[Data rows]
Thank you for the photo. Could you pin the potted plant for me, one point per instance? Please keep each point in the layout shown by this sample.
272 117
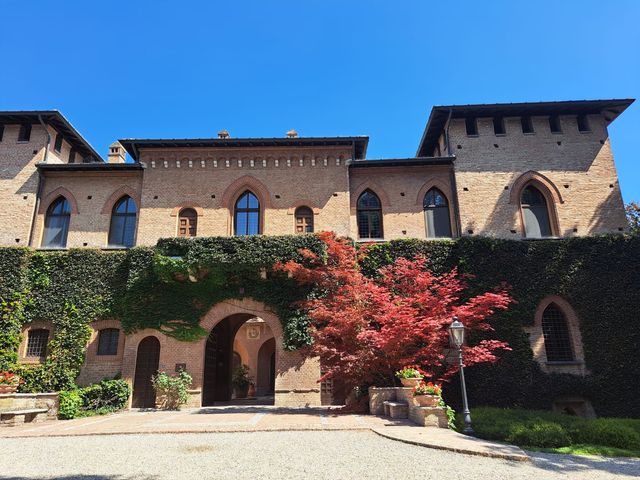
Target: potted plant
410 376
9 382
427 394
241 381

◆ WRITTEN TASK ◆
Transcribe each of the rows above verbatim, omitting the pictures.

◆ RESPONSE BELOW ◆
Thank you for the photo. Could you pin the potted plant for me, one point per instance? Please keep each point in the layout shown by this sample.
272 117
Target: potted plant
410 376
9 382
427 394
241 381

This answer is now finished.